**Coordinate labeling data**:
....

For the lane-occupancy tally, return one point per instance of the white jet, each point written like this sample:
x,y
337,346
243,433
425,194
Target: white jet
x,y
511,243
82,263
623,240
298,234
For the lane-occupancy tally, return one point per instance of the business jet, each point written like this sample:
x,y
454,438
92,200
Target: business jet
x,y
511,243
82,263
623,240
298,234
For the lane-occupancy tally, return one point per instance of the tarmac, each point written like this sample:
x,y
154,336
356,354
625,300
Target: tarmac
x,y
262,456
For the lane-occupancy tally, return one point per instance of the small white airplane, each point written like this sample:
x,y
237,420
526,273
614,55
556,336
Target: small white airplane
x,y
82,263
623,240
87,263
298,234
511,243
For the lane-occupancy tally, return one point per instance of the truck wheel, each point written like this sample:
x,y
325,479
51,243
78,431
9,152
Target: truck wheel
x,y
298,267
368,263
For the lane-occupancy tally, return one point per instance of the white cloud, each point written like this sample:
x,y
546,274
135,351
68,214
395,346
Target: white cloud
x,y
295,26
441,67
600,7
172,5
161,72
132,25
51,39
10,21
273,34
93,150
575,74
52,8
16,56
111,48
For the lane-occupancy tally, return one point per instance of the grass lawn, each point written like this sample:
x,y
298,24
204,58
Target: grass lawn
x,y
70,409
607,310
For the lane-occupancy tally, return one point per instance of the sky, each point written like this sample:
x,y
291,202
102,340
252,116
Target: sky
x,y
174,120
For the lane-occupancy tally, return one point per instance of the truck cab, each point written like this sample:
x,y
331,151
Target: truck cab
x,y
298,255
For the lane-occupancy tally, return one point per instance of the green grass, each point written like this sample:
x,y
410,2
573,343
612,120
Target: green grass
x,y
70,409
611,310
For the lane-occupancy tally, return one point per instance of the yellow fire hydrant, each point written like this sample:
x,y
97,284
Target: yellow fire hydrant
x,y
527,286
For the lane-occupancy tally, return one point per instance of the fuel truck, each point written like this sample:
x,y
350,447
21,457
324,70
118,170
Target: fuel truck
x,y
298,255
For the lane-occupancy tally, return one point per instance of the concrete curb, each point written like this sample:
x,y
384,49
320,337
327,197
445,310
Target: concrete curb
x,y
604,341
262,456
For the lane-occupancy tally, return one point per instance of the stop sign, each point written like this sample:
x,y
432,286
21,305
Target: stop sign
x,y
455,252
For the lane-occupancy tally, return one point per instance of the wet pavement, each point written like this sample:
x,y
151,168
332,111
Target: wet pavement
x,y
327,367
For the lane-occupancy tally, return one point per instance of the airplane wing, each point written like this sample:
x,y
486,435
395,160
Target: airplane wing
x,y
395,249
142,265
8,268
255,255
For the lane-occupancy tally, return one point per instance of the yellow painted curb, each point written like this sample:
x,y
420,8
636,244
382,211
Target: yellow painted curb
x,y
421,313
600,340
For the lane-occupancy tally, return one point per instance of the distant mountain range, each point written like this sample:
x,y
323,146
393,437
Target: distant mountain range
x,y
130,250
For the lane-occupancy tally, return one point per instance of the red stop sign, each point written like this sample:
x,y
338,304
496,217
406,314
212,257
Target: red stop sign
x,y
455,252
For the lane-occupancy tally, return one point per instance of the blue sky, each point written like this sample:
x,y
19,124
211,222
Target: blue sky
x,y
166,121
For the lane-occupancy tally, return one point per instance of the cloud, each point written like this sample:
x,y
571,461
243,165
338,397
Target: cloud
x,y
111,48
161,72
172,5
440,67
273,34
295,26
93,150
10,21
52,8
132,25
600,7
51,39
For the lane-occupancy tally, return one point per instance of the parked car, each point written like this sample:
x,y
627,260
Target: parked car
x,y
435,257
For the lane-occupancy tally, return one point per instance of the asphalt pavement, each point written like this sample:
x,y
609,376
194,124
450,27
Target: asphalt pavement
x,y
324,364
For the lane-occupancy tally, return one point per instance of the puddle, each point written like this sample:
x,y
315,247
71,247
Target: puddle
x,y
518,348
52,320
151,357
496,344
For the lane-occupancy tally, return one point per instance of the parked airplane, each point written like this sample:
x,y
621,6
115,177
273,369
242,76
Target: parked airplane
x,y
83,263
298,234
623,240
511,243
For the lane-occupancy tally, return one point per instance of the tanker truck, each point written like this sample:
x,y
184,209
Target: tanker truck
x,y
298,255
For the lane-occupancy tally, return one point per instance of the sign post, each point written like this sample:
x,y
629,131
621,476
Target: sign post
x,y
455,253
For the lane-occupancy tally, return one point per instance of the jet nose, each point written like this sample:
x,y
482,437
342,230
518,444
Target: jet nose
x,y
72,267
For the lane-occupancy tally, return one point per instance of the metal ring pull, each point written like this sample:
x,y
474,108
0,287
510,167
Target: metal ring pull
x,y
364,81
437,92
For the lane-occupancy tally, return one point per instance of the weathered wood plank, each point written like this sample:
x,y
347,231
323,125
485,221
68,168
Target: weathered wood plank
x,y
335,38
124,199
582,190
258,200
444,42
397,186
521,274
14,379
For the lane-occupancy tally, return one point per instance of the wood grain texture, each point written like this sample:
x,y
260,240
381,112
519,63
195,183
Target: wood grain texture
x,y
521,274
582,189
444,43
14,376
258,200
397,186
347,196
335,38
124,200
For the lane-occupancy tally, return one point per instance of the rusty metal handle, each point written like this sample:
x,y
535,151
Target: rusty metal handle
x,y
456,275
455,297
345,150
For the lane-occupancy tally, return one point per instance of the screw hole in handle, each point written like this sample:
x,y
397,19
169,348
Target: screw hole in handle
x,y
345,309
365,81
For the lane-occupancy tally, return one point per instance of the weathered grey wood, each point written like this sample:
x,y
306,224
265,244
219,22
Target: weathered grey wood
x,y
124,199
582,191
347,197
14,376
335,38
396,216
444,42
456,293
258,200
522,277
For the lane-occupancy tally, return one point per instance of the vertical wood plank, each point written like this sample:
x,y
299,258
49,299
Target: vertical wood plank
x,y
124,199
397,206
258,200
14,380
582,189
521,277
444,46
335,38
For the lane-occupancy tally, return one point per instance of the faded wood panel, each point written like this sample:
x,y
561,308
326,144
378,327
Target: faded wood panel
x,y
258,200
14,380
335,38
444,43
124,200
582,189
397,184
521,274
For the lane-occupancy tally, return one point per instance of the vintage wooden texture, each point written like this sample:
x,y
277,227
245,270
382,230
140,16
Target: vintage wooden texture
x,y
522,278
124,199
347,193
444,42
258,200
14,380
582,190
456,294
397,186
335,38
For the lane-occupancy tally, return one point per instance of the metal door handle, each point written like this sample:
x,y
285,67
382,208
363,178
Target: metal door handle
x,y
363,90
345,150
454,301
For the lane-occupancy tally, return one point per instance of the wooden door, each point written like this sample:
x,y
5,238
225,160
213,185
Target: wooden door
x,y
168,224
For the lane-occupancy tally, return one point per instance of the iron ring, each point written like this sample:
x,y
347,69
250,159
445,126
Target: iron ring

....

**What is required**: Extract every line from all of the items above and reproduce each one verbatim, in its original order.

**Worked solution**:
For the lane-occupancy tally, return one point per instance of the white jet, each point written like this sample:
x,y
337,346
243,433
425,194
Target: white jet
x,y
511,243
82,263
623,240
298,234
For the lane-occupancy tally, return one point per instance of the business jet, each point written like this sample:
x,y
454,438
92,200
Target: business jet
x,y
511,243
82,263
623,240
298,234
For the lane-occupancy tally, return one point per instance of the tarmac, each point written like this sample:
x,y
154,336
356,354
625,300
Target: tarmac
x,y
262,456
For the lane-occupancy tally, return one point per instance of the small white airplane, each point written like this sample:
x,y
237,420
526,273
614,55
556,336
Target: small white airplane
x,y
82,263
623,240
87,263
298,234
511,243
For the lane-occupancy tally, return one point per instance of the truck wheel, each point written like this sample:
x,y
325,479
51,243
78,431
9,152
Target: truck wheel
x,y
298,267
368,263
For the lane-occupancy tally, return one point per instance of the white cloud, each point written like this sample:
x,y
546,274
135,351
68,214
395,346
Target: white cloud
x,y
295,26
441,67
600,7
172,5
161,72
132,25
51,39
10,21
273,34
93,150
575,74
52,8
16,56
111,48
For the lane-occupancy tally, return one point per instance of the grass lawn, each point written like this sample:
x,y
298,24
204,58
Target: grass lawn
x,y
70,409
607,310
For the lane-occupancy tally, return one point per instance of the sky, each point written like this sample:
x,y
291,202
102,340
252,116
Target: sky
x,y
174,120
For the lane-occupancy tally, return one point per instance of the truck cab, each point written like this sample:
x,y
331,151
Target: truck cab
x,y
298,255
For the lane-occupancy tally, return one point per instance of the green grass, each point written like this sample:
x,y
410,2
573,343
612,120
Target: green grass
x,y
70,409
611,310
For the lane-occupancy tally, return one point per instance of the yellow fire hydrant, each point written like this sample:
x,y
97,284
Target: yellow fire hydrant
x,y
527,286
For the lane-occupancy tally, return one point per instance of the fuel truck, each point written like this sample:
x,y
350,447
21,457
324,70
118,170
Target: fuel truck
x,y
298,255
For the lane-occupancy tally, return one point per instance of the concrete curb, each point written like this sample:
x,y
384,49
320,337
327,197
445,310
Target: concrete curb
x,y
604,341
262,456
For the lane-occupancy tally, return one point per instance of the stop sign, each point written like this sample:
x,y
432,286
21,305
Target: stop sign
x,y
455,252
For the lane-occupancy tally, return one point per instance of the wet pavement, each point written like this sample:
x,y
151,168
332,111
Target: wet pavement
x,y
327,367
For the lane-occupancy tally, return one point per instance of the airplane wing, each point written like this sample:
x,y
486,435
395,160
Target: airplane wing
x,y
395,249
142,265
8,268
255,255
For the lane-occupancy tally, return one point per instance of the yellow painted curb, each point written like this sample:
x,y
420,8
636,244
382,211
Target: yellow painted curb
x,y
421,313
600,340
For the lane-occupancy tally, return one point per instance of the distant mountain range, each point written like this sample:
x,y
323,146
393,437
Target: distant mountain range
x,y
130,250
For the lane-occupancy tally, return one point per instance of the red stop sign, each point written like this sample:
x,y
338,304
496,217
406,314
212,257
Target: red stop sign
x,y
455,252
For the lane-occupancy tally, return one point per instance of the blue sky, each point written like this sample:
x,y
19,124
211,222
Target: blue sky
x,y
166,121
For the lane-occupancy tally, return one point per instance of the cloud, each point written like this sample:
x,y
571,461
243,165
338,397
Target: cloud
x,y
111,48
161,72
172,5
440,67
273,34
295,26
93,150
10,21
52,8
132,25
600,7
51,39
For the lane-occupancy tally, return one point per instance of the parked car, each point written like this sample:
x,y
627,260
Target: parked car
x,y
435,257
For the lane-occupancy tally, return one point per instance of the asphalt pavement, each point written like this sample:
x,y
609,376
194,124
450,27
Target: asphalt pavement
x,y
324,364
For the lane-occupancy tally, return one point per instance of the puddle, each point written like this sample:
x,y
315,247
71,247
Target: puddle
x,y
518,348
52,320
151,357
496,344
For the lane-occupancy tally, return one point per instance of the parked airplane, each point written like this sample:
x,y
621,6
115,177
273,369
242,76
Target: parked airplane
x,y
83,263
298,234
623,240
511,243
For the lane-occupancy tally, return one point per instance of the tanker truck, each point written like this sample:
x,y
184,209
Target: tanker truck
x,y
298,255
For the lane-occupancy tally, return one point per instance of the sign post, each point written like this sample:
x,y
629,131
621,476
Target: sign post
x,y
455,253
For the lane-occupancy tally, return one point per instance of the jet nose, each point written like this sample:
x,y
482,437
342,230
518,444
Target: jet nose
x,y
72,267
For the lane-occupancy tally, return one point per instance of the metal ring pull, each point written like this sample:
x,y
474,108
0,287
510,167
Target: metal ring pull
x,y
364,81
437,92
For the lane-occupancy tally, return one point per instance of the weathered wood plank, each point written like this sample:
x,y
347,231
323,125
485,221
68,168
Target: weathered wood plank
x,y
335,38
124,199
582,190
258,200
444,42
397,186
521,274
14,379
For the lane-occupancy tally, return one point per instance of the wood grain texture, each point written like this sample:
x,y
260,240
381,112
519,63
195,183
Target: wood grain texture
x,y
521,274
582,189
444,43
14,376
258,200
397,186
347,196
335,38
124,200
For the lane-occupancy tally, return one point per instance of the rusty metal handle, each point written like this sample:
x,y
535,151
Target: rusty metal handle
x,y
456,275
455,297
345,150
For the lane-occupancy tally, return one point per instance of the screw hole in handle, each point written like this sample:
x,y
397,19
169,348
Target: screw hole in handle
x,y
345,309
365,81
For the lane-occupancy tally, return one point per instance of the weathered grey wood, each point written like this sample:
x,y
306,224
265,244
219,22
Target: weathered grey wood
x,y
124,199
582,191
347,197
14,376
335,38
396,216
444,42
456,293
258,200
522,277
For the lane-occupancy tally, return one point per instance of the vertical wood plank, each point written like this sample:
x,y
299,258
49,299
Target: vertical wood plank
x,y
124,199
397,206
258,200
14,380
582,189
521,277
444,46
335,38
For the lane-occupancy tally, return one point per instance of the faded wood panel, each point written like this sample:
x,y
561,308
326,144
378,327
Target: faded wood panel
x,y
258,200
14,380
335,38
444,43
124,200
582,189
397,184
521,274
For the lane-occupancy tally, return one point per instance of the vintage wooden texture, each point written like this sample:
x,y
277,227
245,270
382,230
140,16
Target: vintage wooden texture
x,y
522,278
124,199
347,193
444,42
258,200
14,380
582,190
456,294
397,186
335,38
For the lane-occupancy tally, return one point per instance of the metal door handle, each point written like this sample:
x,y
285,67
382,208
363,178
Target: metal door handle
x,y
363,90
345,150
454,301
For the lane-occupancy tally, return one point per instance of the wooden door, each point written like this sample:
x,y
5,238
225,160
213,185
Target: wooden door
x,y
168,224
For the lane-occupancy tally, return one point per instance of the iron ring, each point written like this sample:
x,y
347,69
250,159
445,126
Target: iron ring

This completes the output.